> **Your task**: Every record below must come back exactly as given.

> **Data**:
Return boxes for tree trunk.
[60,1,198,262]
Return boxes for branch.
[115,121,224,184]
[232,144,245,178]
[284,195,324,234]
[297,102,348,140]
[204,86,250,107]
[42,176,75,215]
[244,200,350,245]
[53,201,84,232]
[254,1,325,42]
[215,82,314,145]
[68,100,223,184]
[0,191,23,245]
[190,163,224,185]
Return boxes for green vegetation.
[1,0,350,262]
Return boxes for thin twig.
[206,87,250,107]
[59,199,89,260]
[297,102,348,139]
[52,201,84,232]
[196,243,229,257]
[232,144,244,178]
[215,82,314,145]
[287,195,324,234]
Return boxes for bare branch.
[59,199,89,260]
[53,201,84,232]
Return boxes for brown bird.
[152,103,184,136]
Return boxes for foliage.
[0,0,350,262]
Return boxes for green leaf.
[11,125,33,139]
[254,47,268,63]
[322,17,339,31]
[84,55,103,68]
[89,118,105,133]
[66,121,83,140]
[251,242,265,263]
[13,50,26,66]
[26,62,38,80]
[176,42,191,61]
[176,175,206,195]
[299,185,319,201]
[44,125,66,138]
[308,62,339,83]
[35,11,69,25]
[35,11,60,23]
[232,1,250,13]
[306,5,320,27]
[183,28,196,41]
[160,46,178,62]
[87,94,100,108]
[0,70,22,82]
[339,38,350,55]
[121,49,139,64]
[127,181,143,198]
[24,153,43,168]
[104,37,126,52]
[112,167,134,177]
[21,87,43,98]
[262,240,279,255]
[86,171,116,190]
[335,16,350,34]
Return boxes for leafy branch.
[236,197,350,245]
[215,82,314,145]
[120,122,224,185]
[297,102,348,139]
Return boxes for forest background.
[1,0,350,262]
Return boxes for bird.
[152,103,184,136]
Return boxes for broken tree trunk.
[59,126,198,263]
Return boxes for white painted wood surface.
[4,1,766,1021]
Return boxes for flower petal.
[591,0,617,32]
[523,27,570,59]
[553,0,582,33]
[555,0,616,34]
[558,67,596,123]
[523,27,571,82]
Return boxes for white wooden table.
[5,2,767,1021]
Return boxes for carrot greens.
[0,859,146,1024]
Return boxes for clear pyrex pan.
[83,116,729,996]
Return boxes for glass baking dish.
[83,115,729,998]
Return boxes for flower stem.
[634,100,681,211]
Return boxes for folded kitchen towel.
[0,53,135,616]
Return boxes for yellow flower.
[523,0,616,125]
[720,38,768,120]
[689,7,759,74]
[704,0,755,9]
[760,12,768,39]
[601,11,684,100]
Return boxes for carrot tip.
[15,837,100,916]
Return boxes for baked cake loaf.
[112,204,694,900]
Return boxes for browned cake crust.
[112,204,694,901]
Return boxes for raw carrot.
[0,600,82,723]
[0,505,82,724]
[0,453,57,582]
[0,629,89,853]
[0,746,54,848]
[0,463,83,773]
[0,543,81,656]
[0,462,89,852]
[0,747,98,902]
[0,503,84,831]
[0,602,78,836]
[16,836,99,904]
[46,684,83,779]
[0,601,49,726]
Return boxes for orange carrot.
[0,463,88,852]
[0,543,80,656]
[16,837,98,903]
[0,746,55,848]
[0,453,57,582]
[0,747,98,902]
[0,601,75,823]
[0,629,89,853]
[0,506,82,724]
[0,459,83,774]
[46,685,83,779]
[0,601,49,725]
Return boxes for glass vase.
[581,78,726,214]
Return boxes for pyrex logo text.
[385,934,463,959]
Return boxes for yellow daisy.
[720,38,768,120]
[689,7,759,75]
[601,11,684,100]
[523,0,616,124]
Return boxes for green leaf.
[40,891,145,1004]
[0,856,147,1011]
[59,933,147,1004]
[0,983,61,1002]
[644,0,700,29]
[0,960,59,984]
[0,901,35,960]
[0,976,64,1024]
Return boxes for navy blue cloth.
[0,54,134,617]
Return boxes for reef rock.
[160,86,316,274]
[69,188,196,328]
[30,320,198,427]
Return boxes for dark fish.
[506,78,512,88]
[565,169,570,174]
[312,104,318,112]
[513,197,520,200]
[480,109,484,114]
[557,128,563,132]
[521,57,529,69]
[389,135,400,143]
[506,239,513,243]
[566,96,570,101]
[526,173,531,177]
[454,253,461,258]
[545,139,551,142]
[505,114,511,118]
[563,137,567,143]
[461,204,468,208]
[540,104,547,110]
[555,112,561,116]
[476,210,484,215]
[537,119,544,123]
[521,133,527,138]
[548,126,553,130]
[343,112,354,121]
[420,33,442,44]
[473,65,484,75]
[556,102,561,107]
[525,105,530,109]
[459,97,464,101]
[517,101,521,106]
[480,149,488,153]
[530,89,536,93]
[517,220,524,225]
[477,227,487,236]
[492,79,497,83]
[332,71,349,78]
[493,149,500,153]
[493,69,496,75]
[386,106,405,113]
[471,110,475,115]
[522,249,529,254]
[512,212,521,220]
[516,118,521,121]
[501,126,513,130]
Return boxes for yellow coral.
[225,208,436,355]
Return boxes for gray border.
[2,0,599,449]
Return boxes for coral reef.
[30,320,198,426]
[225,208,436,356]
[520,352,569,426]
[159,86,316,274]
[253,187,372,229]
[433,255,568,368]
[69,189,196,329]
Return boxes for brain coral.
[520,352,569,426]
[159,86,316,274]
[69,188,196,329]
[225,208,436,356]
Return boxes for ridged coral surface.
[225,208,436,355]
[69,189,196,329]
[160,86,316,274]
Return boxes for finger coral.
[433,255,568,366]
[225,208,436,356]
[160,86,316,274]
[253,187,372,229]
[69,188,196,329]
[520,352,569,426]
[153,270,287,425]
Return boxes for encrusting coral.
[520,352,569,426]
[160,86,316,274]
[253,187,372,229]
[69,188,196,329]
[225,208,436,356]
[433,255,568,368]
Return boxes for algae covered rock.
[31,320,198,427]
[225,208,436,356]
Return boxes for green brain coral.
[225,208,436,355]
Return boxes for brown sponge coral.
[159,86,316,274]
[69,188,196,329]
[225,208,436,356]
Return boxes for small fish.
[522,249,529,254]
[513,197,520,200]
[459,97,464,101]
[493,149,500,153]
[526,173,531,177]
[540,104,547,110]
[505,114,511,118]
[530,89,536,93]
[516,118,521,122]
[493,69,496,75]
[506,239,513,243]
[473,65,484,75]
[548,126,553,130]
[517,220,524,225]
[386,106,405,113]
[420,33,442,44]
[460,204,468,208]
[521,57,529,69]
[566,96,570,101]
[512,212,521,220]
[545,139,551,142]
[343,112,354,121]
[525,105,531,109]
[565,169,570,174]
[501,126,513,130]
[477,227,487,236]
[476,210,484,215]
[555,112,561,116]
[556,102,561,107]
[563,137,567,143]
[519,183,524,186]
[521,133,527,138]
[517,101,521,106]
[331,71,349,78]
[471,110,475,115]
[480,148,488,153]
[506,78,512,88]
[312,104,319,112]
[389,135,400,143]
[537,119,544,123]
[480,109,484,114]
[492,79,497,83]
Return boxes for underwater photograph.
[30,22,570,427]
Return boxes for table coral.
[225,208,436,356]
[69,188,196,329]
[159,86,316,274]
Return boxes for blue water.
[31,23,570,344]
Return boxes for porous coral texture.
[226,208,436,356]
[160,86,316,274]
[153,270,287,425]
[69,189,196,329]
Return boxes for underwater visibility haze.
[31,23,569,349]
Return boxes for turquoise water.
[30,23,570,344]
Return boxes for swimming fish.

> **Answer space**:
Return boxes for tree trunk.
[60,1,198,262]
Return boxes for branch.
[115,121,224,184]
[232,144,245,178]
[284,195,324,234]
[297,102,348,140]
[204,86,250,107]
[42,176,75,215]
[244,200,350,245]
[53,201,84,232]
[254,1,325,42]
[215,82,314,145]
[68,100,223,184]
[0,191,23,245]
[190,163,224,185]
Return boxes for green vegetation.
[1,0,350,262]
Return boxes for thin twig.
[206,87,250,107]
[59,199,89,260]
[297,102,348,139]
[52,201,84,232]
[196,243,229,257]
[232,144,244,178]
[215,82,314,145]
[287,195,324,234]
Return boxes for bare branch.
[59,199,89,260]
[53,201,84,232]
Return boxes for brown bird.
[152,103,184,136]
Return boxes for foliage.
[0,0,350,262]
Return boxes for green leaf.
[11,125,33,139]
[254,47,268,63]
[322,17,339,31]
[84,55,103,68]
[89,118,105,133]
[66,121,83,140]
[251,242,265,263]
[13,50,26,66]
[26,62,38,80]
[176,42,191,61]
[176,175,206,195]
[299,185,319,201]
[44,125,66,138]
[308,62,339,83]
[35,11,69,25]
[35,11,60,23]
[232,1,250,13]
[306,5,320,27]
[183,28,196,41]
[160,46,178,62]
[87,94,100,108]
[0,70,22,82]
[339,38,350,55]
[121,49,139,64]
[127,181,143,198]
[24,153,43,168]
[104,37,126,52]
[112,167,134,177]
[21,87,43,98]
[262,240,279,255]
[86,171,116,190]
[335,16,350,34]
Return boxes for leafy branch.
[236,197,350,245]
[215,82,314,145]
[120,122,224,185]
[297,102,348,139]
Return boxes for forest background.
[1,0,350,262]
Return boxes for bird.
[152,103,184,136]
Return boxes for broken tree trunk.
[59,126,198,263]
Return boxes for white painted wood surface.
[4,1,766,1021]
Return boxes for flower petal.
[591,0,617,32]
[523,27,570,59]
[553,0,582,33]
[555,0,616,34]
[558,67,596,123]
[523,27,571,82]
Return boxes for white wooden table.
[5,2,767,1021]
Return boxes for carrot greens.
[0,859,146,1024]
Return boxes for clear pyrex pan.
[83,116,729,996]
Return boxes for glass baking dish.
[83,115,729,998]
Return boxes for flower stem.
[634,100,681,211]
Return boxes for folded kitchen towel.
[0,53,135,616]
Return boxes for yellow flower.
[523,0,616,125]
[720,38,768,120]
[689,7,759,74]
[704,0,755,9]
[760,12,768,39]
[601,11,684,100]
Return boxes for carrot tip.
[15,837,100,916]
Return boxes for baked cake loaf.
[112,204,694,900]
Return boxes for browned cake crust.
[112,204,694,901]
Return boxes for raw carrot.
[0,600,82,723]
[0,505,82,724]
[0,453,57,582]
[0,629,89,853]
[0,746,54,848]
[0,463,83,773]
[0,543,81,656]
[0,462,89,852]
[0,747,98,902]
[0,503,84,831]
[0,602,78,836]
[16,836,99,904]
[46,684,83,779]
[0,601,49,726]
Return boxes for orange carrot.
[0,463,88,852]
[0,543,80,656]
[16,837,98,903]
[0,746,55,848]
[0,453,57,582]
[0,747,98,902]
[0,601,75,823]
[0,629,89,853]
[0,506,82,724]
[0,459,83,774]
[46,685,83,779]
[0,601,49,725]
Return boxes for glass vase.
[581,78,726,214]
Return boxes for pyrex logo text.
[385,934,463,959]
Return boxes for yellow daisy.
[720,38,768,120]
[689,7,759,75]
[601,11,684,100]
[523,0,616,124]
Return boxes for green leaf.
[40,891,145,1004]
[0,856,147,1011]
[59,933,147,1004]
[0,983,61,1002]
[644,0,700,29]
[0,960,59,984]
[0,901,35,960]
[0,976,64,1024]
Return boxes for navy blue cloth.
[0,54,134,617]
Return boxes for reef rock.
[160,86,316,274]
[69,188,196,328]
[30,320,198,427]
Return boxes for dark fish.
[506,78,512,88]
[565,169,570,174]
[312,104,318,112]
[513,197,520,200]
[480,109,484,114]
[557,128,563,132]
[521,57,529,69]
[389,135,400,143]
[506,239,513,243]
[566,96,570,101]
[526,173,531,177]
[454,253,461,258]
[545,139,551,142]
[505,114,511,118]
[563,137,567,143]
[461,204,468,208]
[540,104,547,110]
[555,112,561,116]
[476,210,484,215]
[537,119,544,123]
[521,133,527,138]
[548,126,553,130]
[343,112,354,121]
[420,33,442,44]
[473,65,484,75]
[556,102,561,107]
[525,105,530,109]
[459,97,464,101]
[517,101,521,106]
[480,149,488,153]
[530,89,536,93]
[517,220,524,225]
[477,227,487,236]
[492,79,497,83]
[332,71,349,78]
[493,149,500,153]
[493,69,496,75]
[386,106,405,113]
[471,110,475,115]
[522,249,529,254]
[512,212,521,220]
[516,118,521,121]
[501,126,513,130]
Return boxes for yellow coral.
[225,208,436,355]
Return boxes for gray border.
[2,0,599,449]
Return boxes for coral reef.
[30,320,198,426]
[225,208,436,356]
[520,352,569,426]
[159,86,316,274]
[253,187,372,229]
[433,255,568,368]
[69,189,196,329]
Return boxes for brain coral.
[520,352,569,426]
[159,86,316,274]
[69,188,196,329]
[225,208,436,356]
Return boxes for ridged coral surface.
[225,208,436,355]
[69,189,196,329]
[160,86,316,274]
Return boxes for finger coral.
[433,255,568,366]
[225,208,436,356]
[160,86,316,274]
[253,187,372,229]
[69,188,196,329]
[520,352,569,426]
[153,270,287,425]
Return boxes for encrusting coral.
[520,352,569,426]
[160,86,316,274]
[253,187,372,229]
[69,188,196,329]
[225,208,436,356]
[433,255,568,368]
Return boxes for algae covered rock.
[31,320,198,427]
[225,208,436,356]
Return boxes for green brain coral.
[225,208,436,355]
Return boxes for brown sponge coral.
[159,86,316,274]
[69,188,196,329]
[225,208,436,356]
Return boxes for small fish.
[522,249,529,254]
[513,197,520,200]
[459,97,464,101]
[493,149,500,153]
[526,173,531,177]
[540,104,547,110]
[505,114,511,118]
[530,89,536,93]
[516,118,521,122]
[493,69,496,75]
[506,239,513,243]
[473,65,484,75]
[548,126,553,130]
[517,220,524,225]
[386,106,405,113]
[420,33,442,44]
[460,204,468,208]
[521,57,529,69]
[566,96,570,101]
[512,212,521,220]
[545,139,551,142]
[343,112,354,121]
[525,105,531,109]
[565,169,570,174]
[501,126,513,130]
[477,227,487,236]
[476,210,484,215]
[555,112,561,116]
[556,102,561,107]
[563,137,567,143]
[519,183,524,186]
[521,133,527,138]
[517,101,521,106]
[331,71,349,78]
[471,110,475,115]
[480,148,488,153]
[506,78,512,88]
[312,104,319,112]
[389,135,400,143]
[537,119,544,123]
[480,109,484,114]
[492,79,497,83]
Return boxes for underwater photograph.
[30,22,570,427]
Return boxes for table coral.
[225,208,436,356]
[69,188,196,329]
[159,86,316,274]
Return boxes for blue water.
[31,23,570,344]
Return boxes for porous coral texture.
[226,208,436,356]
[160,86,316,274]
[153,270,287,425]
[69,189,196,329]
Return boxes for underwater visibility haze.
[31,23,569,349]
Return boxes for turquoise water.
[30,23,570,344]
Return boxes for swimming fish.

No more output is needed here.